Tasks
- a) List the names of the columns that the code in the DataTable post adds to the "Customer" table.
- b) In the DataTable post, write out the stretch from "var dt = new" through "data using NBuilder." word for word.

Excerpt to read
------------------------------------------------------------------------

C# - Fill DataTable using NBuilder.Net

posted Sep 30, 2015, 1:20 AM by Peter Henell   [ updated Sep 30, 2015, 1:21 AM ]

How do you easily generate some rows based on a given a set of Columns in a DataTable?
Each column of each row need to be of the correct datatype and each value of each row should be different.

This is one way to to it using NBuilder.
First define the columns in the DataTable somehow. 
--

var dt = new DataTable("Customer");
            dt.Columns.Add("ID", typeof(int));
            dt.Columns.Add("Name", typeof(string));
            dt.Columns.Add("BirthDate", typeof(DateTime));
--
Secondly, create a dynamic class - with one public property per column of the correct type in the datatable - which we can fill with data using NBuilder.
--

/// <summary>
    /// Based on
    /// http://stackoverflow.com/questions/3862226/dynamically-create-a-class-in-c-sharp
    /// </summary>
    public class DynamicTypeBuilder
    {
        private Type _createdType;

        public DynamicTypeBuilder(System.Data.DataTable schema)
        {
            this._createdType = CompileResultType(schema);
        }

        public dynamic CreateNewObject(System.Data.DataTable schema)

------------------------------------------------------------------------

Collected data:

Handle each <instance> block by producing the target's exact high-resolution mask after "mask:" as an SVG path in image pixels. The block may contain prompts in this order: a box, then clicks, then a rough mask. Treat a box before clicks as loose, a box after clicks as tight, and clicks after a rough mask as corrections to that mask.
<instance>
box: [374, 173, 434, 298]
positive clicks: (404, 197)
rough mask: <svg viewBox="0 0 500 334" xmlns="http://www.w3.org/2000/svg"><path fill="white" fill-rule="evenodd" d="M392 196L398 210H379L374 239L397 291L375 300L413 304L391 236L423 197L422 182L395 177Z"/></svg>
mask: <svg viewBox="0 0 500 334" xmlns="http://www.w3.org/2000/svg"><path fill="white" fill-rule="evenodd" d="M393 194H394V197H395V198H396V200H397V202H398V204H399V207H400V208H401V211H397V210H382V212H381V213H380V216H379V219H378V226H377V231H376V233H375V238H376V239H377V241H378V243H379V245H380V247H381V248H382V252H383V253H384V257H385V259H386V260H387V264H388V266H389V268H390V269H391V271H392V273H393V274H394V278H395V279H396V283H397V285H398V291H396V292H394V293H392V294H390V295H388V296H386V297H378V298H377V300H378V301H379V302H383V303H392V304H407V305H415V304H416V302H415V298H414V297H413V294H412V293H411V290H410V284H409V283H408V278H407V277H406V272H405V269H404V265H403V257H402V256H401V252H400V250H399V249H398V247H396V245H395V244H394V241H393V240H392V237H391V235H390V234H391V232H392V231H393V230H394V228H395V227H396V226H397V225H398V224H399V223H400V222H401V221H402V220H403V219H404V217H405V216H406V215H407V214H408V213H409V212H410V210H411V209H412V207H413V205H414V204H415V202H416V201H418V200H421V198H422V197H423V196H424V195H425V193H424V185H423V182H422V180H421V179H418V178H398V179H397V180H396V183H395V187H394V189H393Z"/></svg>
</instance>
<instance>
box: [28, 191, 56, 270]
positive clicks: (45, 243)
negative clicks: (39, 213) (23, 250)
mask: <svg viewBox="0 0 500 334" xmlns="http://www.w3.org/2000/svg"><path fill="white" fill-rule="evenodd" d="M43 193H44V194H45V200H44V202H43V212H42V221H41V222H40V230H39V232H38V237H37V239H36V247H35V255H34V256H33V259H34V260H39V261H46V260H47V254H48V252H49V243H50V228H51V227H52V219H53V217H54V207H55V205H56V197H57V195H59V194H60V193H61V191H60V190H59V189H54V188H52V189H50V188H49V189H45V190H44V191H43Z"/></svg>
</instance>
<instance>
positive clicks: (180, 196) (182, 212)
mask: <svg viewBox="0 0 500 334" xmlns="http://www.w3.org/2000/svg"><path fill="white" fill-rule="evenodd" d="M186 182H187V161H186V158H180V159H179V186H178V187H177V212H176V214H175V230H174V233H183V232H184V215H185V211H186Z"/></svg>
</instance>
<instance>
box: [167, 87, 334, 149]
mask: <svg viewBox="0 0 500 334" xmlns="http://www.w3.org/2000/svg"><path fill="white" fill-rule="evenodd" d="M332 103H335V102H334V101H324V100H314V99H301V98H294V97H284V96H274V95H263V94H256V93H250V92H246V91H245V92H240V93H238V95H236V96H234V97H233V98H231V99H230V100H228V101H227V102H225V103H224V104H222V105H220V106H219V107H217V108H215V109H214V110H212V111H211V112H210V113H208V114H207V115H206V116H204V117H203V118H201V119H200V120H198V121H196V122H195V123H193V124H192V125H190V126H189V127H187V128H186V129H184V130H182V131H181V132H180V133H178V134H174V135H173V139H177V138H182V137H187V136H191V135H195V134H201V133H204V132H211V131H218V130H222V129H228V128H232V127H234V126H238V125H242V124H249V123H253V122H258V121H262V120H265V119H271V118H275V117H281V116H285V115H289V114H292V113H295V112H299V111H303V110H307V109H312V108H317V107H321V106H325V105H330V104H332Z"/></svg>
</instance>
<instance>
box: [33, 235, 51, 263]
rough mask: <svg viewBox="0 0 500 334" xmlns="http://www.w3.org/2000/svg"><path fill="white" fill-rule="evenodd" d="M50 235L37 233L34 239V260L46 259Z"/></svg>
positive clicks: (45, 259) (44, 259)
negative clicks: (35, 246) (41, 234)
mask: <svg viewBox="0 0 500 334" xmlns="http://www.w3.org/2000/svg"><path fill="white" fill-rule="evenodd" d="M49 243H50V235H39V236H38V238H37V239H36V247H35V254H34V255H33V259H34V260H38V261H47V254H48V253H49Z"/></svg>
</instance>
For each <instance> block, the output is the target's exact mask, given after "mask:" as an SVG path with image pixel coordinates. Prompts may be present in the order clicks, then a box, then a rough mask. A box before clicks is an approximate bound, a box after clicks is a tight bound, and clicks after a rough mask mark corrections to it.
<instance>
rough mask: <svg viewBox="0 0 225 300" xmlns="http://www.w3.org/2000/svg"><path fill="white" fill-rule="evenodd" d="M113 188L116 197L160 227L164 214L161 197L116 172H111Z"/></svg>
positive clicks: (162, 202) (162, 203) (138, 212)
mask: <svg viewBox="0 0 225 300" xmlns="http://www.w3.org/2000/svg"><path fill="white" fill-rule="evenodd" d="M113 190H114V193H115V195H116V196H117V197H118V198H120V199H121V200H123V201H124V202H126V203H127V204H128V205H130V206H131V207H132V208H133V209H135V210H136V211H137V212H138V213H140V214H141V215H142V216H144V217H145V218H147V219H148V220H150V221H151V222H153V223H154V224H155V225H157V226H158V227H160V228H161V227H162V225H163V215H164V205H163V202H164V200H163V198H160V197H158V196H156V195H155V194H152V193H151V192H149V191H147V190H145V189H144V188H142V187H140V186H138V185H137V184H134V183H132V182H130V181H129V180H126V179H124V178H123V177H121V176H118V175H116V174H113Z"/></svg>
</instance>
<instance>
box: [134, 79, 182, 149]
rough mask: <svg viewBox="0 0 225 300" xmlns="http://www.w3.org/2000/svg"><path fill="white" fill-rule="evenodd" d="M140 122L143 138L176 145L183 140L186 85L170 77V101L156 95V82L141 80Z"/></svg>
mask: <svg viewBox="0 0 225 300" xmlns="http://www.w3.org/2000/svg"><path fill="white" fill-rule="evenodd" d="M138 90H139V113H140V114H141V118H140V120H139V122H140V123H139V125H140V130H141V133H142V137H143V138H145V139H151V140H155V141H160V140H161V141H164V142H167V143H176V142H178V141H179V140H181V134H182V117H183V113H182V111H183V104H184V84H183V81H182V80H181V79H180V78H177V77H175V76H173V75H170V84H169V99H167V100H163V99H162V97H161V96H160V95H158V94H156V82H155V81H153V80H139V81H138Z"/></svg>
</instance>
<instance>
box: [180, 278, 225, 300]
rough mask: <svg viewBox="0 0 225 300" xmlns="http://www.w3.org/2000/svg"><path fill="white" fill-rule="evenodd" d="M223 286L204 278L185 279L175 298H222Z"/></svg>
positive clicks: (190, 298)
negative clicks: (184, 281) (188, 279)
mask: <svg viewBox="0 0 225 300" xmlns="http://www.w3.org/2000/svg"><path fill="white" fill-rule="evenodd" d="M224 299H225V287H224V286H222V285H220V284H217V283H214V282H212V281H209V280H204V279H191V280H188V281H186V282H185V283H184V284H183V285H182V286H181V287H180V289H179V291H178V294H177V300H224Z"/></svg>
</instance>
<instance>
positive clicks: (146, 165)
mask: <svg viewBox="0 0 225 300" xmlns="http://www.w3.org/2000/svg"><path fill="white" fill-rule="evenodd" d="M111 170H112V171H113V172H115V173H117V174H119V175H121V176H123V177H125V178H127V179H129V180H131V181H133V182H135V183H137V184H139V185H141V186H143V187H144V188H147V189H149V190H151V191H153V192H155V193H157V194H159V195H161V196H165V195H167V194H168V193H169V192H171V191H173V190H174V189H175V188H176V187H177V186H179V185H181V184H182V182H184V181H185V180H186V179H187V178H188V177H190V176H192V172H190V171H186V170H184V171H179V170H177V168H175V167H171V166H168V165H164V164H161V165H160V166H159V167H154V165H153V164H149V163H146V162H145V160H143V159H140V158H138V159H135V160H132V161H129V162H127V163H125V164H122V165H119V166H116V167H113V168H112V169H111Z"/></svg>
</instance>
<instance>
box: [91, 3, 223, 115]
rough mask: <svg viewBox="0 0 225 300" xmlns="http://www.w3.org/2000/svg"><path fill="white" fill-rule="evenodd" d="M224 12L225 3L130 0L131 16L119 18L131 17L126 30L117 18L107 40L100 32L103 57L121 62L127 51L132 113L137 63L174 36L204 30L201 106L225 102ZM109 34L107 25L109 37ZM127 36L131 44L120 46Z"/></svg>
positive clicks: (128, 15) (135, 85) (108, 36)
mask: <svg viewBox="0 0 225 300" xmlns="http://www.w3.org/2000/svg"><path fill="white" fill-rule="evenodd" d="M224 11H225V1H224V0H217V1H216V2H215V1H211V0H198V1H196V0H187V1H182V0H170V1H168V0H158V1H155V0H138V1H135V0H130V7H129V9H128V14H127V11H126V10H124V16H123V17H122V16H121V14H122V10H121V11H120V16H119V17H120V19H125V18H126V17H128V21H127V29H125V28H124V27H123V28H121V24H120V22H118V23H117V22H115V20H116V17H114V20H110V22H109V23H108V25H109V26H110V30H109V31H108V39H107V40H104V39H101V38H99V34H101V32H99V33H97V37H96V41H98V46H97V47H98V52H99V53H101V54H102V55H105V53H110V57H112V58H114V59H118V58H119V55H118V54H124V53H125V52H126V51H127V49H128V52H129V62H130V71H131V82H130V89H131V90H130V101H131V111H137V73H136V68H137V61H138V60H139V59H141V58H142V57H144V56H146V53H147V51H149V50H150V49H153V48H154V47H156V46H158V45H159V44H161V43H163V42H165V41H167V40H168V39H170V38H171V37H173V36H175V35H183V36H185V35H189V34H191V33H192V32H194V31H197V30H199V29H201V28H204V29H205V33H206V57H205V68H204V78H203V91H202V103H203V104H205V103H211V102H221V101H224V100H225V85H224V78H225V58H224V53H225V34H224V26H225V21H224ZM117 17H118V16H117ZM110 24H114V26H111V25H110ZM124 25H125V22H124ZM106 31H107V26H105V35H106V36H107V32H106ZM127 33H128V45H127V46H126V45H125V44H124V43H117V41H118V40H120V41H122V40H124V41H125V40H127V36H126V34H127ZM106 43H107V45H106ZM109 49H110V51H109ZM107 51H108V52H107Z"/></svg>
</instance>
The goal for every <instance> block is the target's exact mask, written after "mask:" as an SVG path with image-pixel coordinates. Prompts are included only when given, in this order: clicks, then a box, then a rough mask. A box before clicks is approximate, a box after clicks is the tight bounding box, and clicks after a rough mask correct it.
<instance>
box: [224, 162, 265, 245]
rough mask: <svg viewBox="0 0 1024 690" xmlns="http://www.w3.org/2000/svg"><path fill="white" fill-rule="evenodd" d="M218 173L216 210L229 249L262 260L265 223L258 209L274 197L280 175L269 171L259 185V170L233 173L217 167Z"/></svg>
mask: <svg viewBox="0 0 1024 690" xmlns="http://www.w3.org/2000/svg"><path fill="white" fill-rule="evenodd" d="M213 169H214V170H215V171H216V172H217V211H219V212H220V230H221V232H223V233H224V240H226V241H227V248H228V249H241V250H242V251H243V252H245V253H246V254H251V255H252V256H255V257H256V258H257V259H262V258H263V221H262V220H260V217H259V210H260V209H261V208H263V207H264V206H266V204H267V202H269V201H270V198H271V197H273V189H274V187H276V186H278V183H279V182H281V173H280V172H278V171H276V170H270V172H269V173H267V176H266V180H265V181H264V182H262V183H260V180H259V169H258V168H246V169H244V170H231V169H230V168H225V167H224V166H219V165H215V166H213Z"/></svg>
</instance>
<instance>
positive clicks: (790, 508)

------------------------------------------------------------------------

Results in order
- a) ID, Name, BirthDate

- b)
var dt = new DataTable("Customer");
            dt.Columns.Add("ID", typeof(int));
            dt.Columns.Add("Name", typeof(string));
            dt.Columns.Add("BirthDate", typeof(DateTime));
--
Secondly, create a dynamic class - with one public property per column of the correct type in the datatable - which we can fill with data using NBuilder.